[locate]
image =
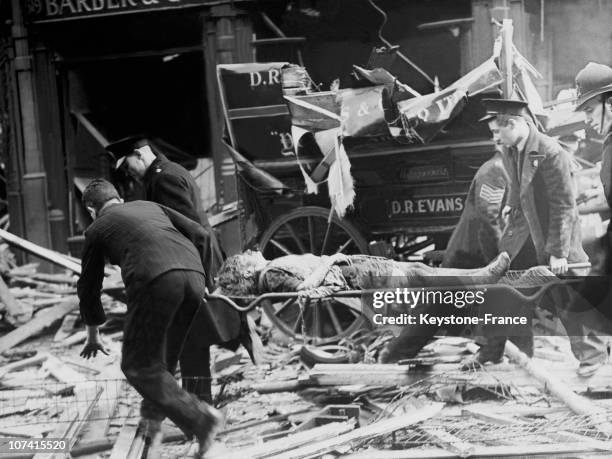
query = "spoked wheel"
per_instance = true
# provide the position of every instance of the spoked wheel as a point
────────
**Problem to work on:** Print all of the lines above verbatim, leaving out any picture.

**Answer below:**
[locate]
image =
query = "spoked wheel"
per_instance = true
# provide the position of every instance of the spoked wheel as a point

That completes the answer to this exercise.